### [PROBLEM DESCRIPTION]
Please transcribe the data below exactly. Leave the pictures out.
==== DATA FOR THIS TASK
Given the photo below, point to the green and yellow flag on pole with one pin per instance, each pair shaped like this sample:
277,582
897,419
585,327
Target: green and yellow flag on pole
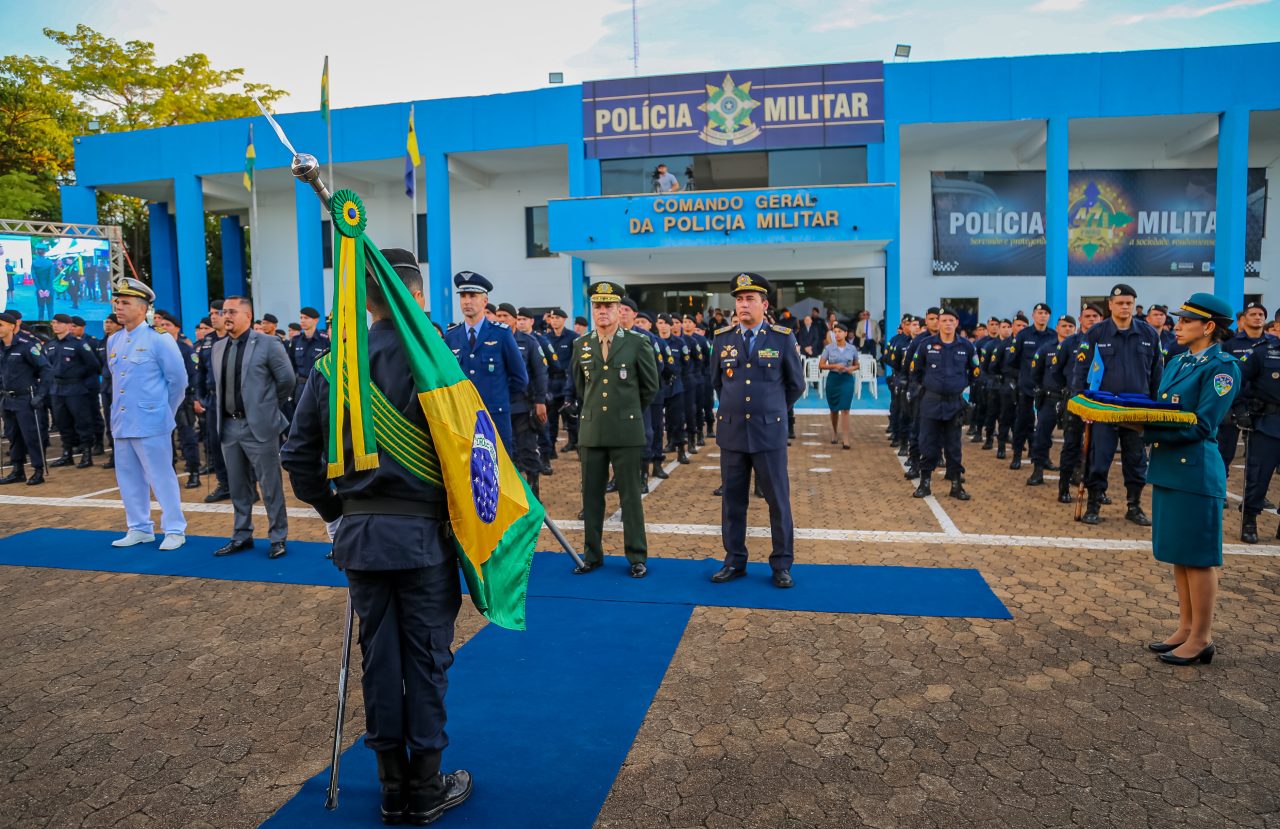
250,157
494,516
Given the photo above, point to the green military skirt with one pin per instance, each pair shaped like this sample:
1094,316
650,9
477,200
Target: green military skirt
1185,527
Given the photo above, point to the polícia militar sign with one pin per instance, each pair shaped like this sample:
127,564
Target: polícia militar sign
743,109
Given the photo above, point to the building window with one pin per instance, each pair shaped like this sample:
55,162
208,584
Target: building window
536,241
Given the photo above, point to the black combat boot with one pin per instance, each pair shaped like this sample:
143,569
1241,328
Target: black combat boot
1134,512
393,775
1249,527
1091,508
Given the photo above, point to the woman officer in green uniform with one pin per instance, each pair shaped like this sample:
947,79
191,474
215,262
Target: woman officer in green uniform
1187,476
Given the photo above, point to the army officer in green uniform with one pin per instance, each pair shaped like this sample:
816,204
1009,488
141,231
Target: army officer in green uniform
616,376
1187,476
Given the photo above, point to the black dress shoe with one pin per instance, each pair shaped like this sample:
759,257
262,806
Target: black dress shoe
233,546
421,811
1205,656
727,573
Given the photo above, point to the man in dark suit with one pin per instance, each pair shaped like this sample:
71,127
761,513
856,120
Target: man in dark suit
758,376
252,379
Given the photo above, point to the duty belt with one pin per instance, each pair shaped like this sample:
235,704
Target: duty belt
435,511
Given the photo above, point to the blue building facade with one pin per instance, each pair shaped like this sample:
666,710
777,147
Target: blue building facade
869,220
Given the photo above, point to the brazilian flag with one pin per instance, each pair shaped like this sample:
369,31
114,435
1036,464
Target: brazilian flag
494,516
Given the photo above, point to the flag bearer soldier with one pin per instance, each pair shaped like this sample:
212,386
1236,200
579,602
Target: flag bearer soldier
1128,351
560,384
758,376
26,378
530,404
391,536
487,352
74,371
1048,386
616,376
941,369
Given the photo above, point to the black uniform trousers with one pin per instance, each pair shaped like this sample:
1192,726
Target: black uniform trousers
1102,450
406,635
1261,462
19,430
74,417
1024,420
595,477
937,436
1046,420
771,473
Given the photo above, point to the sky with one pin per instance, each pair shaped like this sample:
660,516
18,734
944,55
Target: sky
398,50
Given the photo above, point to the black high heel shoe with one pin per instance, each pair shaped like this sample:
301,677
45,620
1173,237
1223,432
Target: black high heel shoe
1203,656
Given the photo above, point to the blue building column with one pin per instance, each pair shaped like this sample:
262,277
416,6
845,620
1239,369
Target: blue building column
584,181
1233,168
80,204
192,300
164,257
306,209
1056,209
234,276
439,243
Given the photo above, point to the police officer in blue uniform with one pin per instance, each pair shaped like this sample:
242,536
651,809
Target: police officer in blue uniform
941,369
74,370
304,351
1129,352
758,375
487,353
1018,367
560,385
26,378
1048,385
1251,324
529,407
392,540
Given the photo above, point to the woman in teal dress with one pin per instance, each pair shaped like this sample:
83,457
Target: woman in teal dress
1187,476
840,361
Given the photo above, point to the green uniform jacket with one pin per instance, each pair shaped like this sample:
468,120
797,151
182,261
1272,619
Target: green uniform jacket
615,394
1188,459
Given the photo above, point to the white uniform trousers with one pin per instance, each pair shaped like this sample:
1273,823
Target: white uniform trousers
142,466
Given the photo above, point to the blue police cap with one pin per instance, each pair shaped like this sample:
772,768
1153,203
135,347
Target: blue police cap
471,282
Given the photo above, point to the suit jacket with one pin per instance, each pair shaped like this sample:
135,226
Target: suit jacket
266,381
615,393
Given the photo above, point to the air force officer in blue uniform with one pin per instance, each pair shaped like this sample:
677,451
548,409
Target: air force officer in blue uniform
488,353
149,380
758,376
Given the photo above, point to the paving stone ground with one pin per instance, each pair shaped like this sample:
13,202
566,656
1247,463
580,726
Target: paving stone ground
149,701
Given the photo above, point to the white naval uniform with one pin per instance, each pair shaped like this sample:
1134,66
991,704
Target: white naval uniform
149,381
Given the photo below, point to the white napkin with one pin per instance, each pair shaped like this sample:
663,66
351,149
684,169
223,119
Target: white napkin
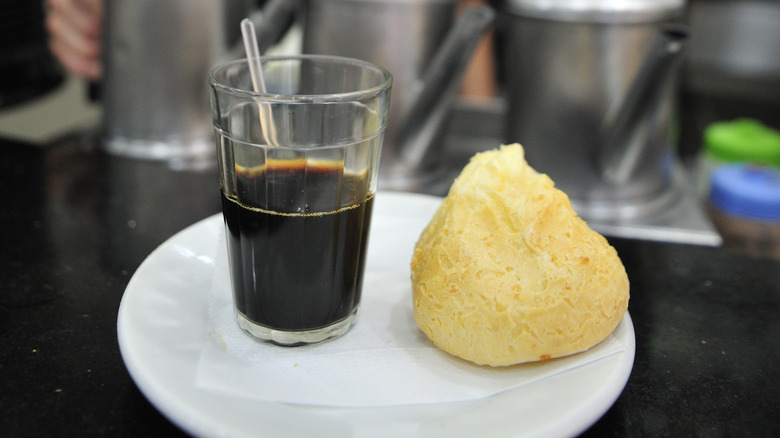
383,361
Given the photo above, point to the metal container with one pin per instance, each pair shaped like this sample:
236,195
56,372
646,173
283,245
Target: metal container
157,56
569,67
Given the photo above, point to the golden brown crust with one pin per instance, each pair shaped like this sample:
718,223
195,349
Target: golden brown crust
506,272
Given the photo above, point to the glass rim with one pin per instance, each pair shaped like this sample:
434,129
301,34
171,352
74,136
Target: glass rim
384,84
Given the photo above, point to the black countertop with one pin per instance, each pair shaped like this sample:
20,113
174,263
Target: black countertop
76,223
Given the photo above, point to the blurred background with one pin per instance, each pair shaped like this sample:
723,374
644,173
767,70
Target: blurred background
730,70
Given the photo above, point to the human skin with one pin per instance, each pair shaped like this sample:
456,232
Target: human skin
74,28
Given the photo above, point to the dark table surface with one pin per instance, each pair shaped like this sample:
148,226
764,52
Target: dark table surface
76,224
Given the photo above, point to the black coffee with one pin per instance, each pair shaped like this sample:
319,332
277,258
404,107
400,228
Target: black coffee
297,264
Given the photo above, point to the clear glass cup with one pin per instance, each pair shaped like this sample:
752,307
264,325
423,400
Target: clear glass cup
298,168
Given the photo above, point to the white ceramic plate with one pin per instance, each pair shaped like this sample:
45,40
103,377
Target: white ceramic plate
162,328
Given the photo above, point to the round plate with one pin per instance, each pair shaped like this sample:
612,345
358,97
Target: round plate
162,329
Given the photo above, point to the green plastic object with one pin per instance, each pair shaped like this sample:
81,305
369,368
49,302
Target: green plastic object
743,140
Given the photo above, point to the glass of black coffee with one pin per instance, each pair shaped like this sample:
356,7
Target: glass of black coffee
298,167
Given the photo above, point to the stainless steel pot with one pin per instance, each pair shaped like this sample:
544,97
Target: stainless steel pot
157,55
579,105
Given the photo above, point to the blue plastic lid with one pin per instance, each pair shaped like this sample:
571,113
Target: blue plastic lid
745,190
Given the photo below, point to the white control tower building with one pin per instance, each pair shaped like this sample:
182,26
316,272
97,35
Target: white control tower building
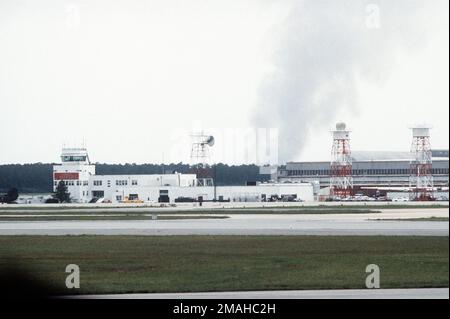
75,170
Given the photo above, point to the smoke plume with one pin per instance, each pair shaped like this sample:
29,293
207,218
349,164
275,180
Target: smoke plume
322,51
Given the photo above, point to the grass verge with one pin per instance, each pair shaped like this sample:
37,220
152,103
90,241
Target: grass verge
121,264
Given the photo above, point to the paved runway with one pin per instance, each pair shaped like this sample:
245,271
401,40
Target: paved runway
270,224
437,293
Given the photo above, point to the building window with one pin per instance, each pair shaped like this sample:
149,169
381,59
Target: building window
98,183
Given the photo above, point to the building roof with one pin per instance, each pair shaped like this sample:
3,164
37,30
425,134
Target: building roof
362,156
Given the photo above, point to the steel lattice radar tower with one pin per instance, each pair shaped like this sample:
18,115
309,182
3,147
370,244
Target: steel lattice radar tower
421,178
200,157
341,181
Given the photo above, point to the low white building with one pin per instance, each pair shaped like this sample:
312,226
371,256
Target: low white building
83,185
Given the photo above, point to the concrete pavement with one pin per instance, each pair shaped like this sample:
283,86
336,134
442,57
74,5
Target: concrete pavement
429,293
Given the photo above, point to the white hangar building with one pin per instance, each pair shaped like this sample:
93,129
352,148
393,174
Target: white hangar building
84,185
========
### [THE ANSWER]
Given the photo below, point to the green and yellow flag on pole with one pin per instance, each pair shaped like this sample:
277,582
897,419
585,327
Target: green and yellow flag on pole
250,157
494,516
Given the photo above, point to the green military skirt with one pin per instance, each pair shaped like this sample:
1094,316
650,9
477,200
Target: green military skirt
1185,527
Given the photo above, point to the polícia militar sign with one pin per instance, each pair shaped like this sample:
127,564
Target: polícia militar sign
743,109
Given the photo above, point to the building window with one pin per instance, each pair shaped like this sample:
55,162
208,584
Target: building window
536,241
Given the photo above, point to the black combat boot with one pin per instance, each pair shaped like this sample:
143,569
1241,328
Target: black combat boot
1134,512
393,775
1249,527
1091,508
Given the photo above, point to the woman officer in green uniform with one pin per instance, each pair shaped like this sample:
947,79
191,474
215,262
Target: woman officer in green uniform
1187,476
Given the photo above, point to the army officer in green uniform with one pin per instance, each pair shaped like this sample:
816,204
1009,488
141,231
Target: army officer in green uniform
616,376
1187,476
Given the photo above, point to the black dress shoe with one pin per instance, each pair shaped like this sample:
759,257
262,806
Target: black dress shoe
233,546
421,811
1205,656
727,573
Given the photo above, point to the man in dark suit with one pin per instance, each pair shaped like this sample:
71,127
761,513
856,120
Target: man in dark suit
758,376
252,379
Given the photo above, point to the duty belt with one pin per instance, each pair shaped like this sample:
235,704
Target: duty belt
435,511
Given the photo above, point to the blue building facade with one pin per instance, each pair shaped like this sample:
666,710
777,147
Target: blue building facade
869,220
Given the photo above, point to the brazilian flag with one pin per instance, each pair shaped like this sample:
369,31
114,435
1036,464
Target: brazilian flag
494,516
Given the photo above, point to the flag bearer soldier with one pin per instance, each pair shaped like this sample:
212,386
1236,200
579,602
Target: flag bearer soldier
1128,351
560,384
758,376
26,378
530,404
391,536
487,352
74,371
1048,386
616,376
941,369
Given the photo above, point to the black uniform trousers with one pin per instance, each pair shaped like this sample:
1192,726
Target: black uniform trousers
1102,450
406,635
1261,462
19,430
74,417
1024,420
595,477
937,436
1046,420
771,473
Given the photo above, point to the sky with one pin per instance, each pair shaped like this sample:
660,516
18,734
944,55
Target: sky
398,50
Given the photo above, point to the black high heel shoe with one pin per instance, each pair shaped like this sample:
301,677
45,620
1173,237
1223,432
Target: black high heel shoe
1203,656
Given the photo above, point to the blue building column with one pin per instance, each pair shaped like this sample:
262,277
416,6
845,620
1239,369
Target: blue building column
584,181
1233,168
80,204
192,300
164,257
306,209
1056,209
234,276
439,243
Given the photo above, point to the police officer in blue uniform with one pin per instance, each pair shaped like this sample:
242,536
651,809
Target: police officer in blue uniform
941,369
74,370
304,351
1129,352
758,375
487,353
1018,367
560,385
26,378
1048,385
1251,324
529,407
392,540
Given the photo above, point to the woman in teal dress with one pin per instance, each pair shaped like this sample:
83,457
Target: woman in teal dress
1187,476
840,361
Given the photo above, point to the green uniform jacket with one pin per instance, each pair shaped like this sample:
468,120
797,151
182,261
1272,619
Target: green uniform jacket
615,394
1188,459
Given the photo above, point to the white uniform trousers with one pin per instance, each pair shaped like this sample:
1273,823
Target: white uniform trousers
142,466
Given the photo above, point to the blue police cap with one pin per instance, each pair shaped like this sample:
772,768
1153,203
135,347
Target: blue police cap
471,282
Given the photo above, point to the suit jacket with one pin per instance, each pair shaped like this sample:
135,226
Target: suit jacket
266,381
615,393
Given the photo above, point to the air force officer in blue uniform with one pin per instance, each pair shaped like this sample:
677,451
548,409
Target: air force officer in blue uniform
488,353
149,380
758,376
Given the photo above, point to the paving stone ground with one pin per instance, each pair shaped like this sample:
13,202
566,656
1247,463
580,726
Target: paving stone ground
149,701
Given the photo above, point to the white naval uniform with one pin per instance, each pair shaped like this sample:
1134,66
991,704
Target: white naval uniform
149,381
Given the photo below, point to the white napkin with one pin per instance, each pair shaped like this sample:
663,66
351,149
684,169
223,119
Target: white napkin
383,361
Given the photo above, point to the metal container with one pin per instance, each pair shaped like this sample:
236,195
56,372
646,173
283,245
Target: metal container
157,56
569,67
Given the photo above, point to the golden brown crust with one pin per instance, each pair shaped like this sample:
718,223
195,349
Target: golden brown crust
506,272
Given the photo above, point to the glass rim with one pin per instance, each pair shaped like this sample:
434,129
301,34
171,352
74,136
Target: glass rim
384,84
Given the photo above, point to the black countertop with one pin per instance, each pair shaped like this sample:
20,113
174,263
Target: black countertop
76,223
Given the photo above, point to the blurred background with one pin per instance, each pair shaped like this sample:
723,374
644,173
767,70
Target: blurred background
730,70
Given the photo above, point to the human skin with one pin per instance, each pair shaped like this sample:
456,232
Target: human skin
74,28
Given the photo above, point to the dark table surface with one pin per instance, each pair shaped like this sample:
148,226
764,52
Target: dark table surface
76,224
Given the photo above, point to the black coffee with one pin per instance, each pair shaped like this sample:
319,332
277,258
404,107
400,228
Target: black coffee
297,264
Given the photo above, point to the clear glass cup with one pin per instance, each pair shaped like this sample:
752,307
264,325
423,400
Target: clear glass cup
298,168
Given the photo above, point to the white ceramic plate with one pin per instance, each pair shaped like this sample:
45,40
103,377
Target: white ceramic plate
162,328
Given the photo above, point to the round plate with one pin per instance, each pair shaped like this sample:
612,345
358,97
Target: round plate
162,329
Given the photo above, point to the green plastic object with one pin per instance, each pair shaped like this sample:
81,305
369,368
49,302
Target: green plastic object
743,140
Given the photo above, point to the glass of black coffee with one pin per instance, each pair shaped like this sample:
356,7
Target: glass of black coffee
298,167
Given the photo above, point to the stainless steel pot with one pin per instance, each pair shaped like this sample:
544,97
Target: stainless steel pot
157,55
579,105
Given the photo above, point to the blue plastic lid with one pin per instance, each pair shaped like this sample:
571,113
Target: blue plastic lid
745,190
Given the photo below, point to the white control tower building with one pin per instance, each pair shaped like this sample:
182,26
316,272
97,35
Target: white control tower building
75,170
Given the photo above, point to the smoke plume with one pin per instance, each pair shaped like this sample:
29,293
207,218
349,164
275,180
Target: smoke plume
322,51
Given the photo above, point to the grass verge with one pin per instance, each pair shaped like this sample:
37,220
152,103
90,241
Target: grass verge
121,264
Given the photo above, point to the paved runway with one pin per instance, each pair shaped like this sample:
245,271
401,40
Target: paved runway
270,224
437,293
Given the photo above, point to the building window with one pin per instance, each pair shaped like this sample:
149,169
381,59
Target: building window
98,183
Given the photo above, point to the building roof with one pin per instance, each pair shaped like this sample:
3,164
37,30
425,134
Target: building roof
362,156
Given the photo above, point to the steel lattice radar tower with one pin per instance, each pair shaped like this sample:
18,115
309,182
3,147
370,244
Target: steel lattice radar tower
421,178
200,157
341,181
Given the photo above, point to the low white building with one pin per instance, each pair shaped like this sample:
312,226
371,256
Target: low white building
83,185
Given the photo above, point to the concrete pavement with one pin per instance, each pair shaped like this sample:
283,86
336,134
442,57
74,5
Target: concrete pavement
429,293
Given the photo above, point to the white hangar building with one pin per instance, each pair shaped like this sample:
93,129
352,148
393,174
Target: white hangar building
84,185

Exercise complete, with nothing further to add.